* [REQUIRED WORK]: Make an exact copy of the entries below.

---

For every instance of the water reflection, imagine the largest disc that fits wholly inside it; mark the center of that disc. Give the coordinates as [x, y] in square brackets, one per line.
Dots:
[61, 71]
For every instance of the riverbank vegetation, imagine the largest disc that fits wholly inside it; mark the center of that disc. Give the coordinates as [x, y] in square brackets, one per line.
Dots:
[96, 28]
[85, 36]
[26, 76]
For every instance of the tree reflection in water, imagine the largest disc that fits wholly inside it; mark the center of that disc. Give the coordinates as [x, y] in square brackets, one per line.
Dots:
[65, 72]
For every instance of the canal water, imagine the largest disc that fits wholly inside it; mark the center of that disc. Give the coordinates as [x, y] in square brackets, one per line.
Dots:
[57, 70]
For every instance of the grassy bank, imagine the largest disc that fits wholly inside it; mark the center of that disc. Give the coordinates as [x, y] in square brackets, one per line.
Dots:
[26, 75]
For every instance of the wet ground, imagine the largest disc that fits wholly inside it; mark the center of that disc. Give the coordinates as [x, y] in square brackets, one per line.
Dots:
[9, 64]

---

* [THE REPLY]:
For every instance of the water reflection, imagine the largest disc that fits wholly inside it; mark the center of that disc. Give the coordinates as [x, y] in square brackets, one per line.
Dots:
[61, 71]
For every instance of the riverbank vegetation, imagine the largest disc that fits wholly inside it; mark the center of that disc. Give the coordinates as [x, y] in square brackets, one per line.
Dots:
[96, 28]
[85, 36]
[26, 76]
For every instance of the tree reflection in water, imagine the largest disc that fits wholly inside it; mark the center of that disc. Give the coordinates as [x, y] in square brackets, one per line.
Dots:
[65, 72]
For every instance of the canal water, imagine the largest disc that fits wholly inside it; mark the center of that disc. Give the coordinates as [x, y] in square brackets, one per line.
Dots:
[57, 70]
For every instance of the grassy bank, imagine the largest disc that fits wholly inside it; mark the center of that disc. Give the coordinates as [x, y] in square brackets, one per line.
Dots:
[26, 75]
For every instance of the wet ground, imagine the largest disc that fits wholly inside it; mark the center of that disc. Give the coordinates as [x, y] in square brackets, one per line.
Dots:
[9, 64]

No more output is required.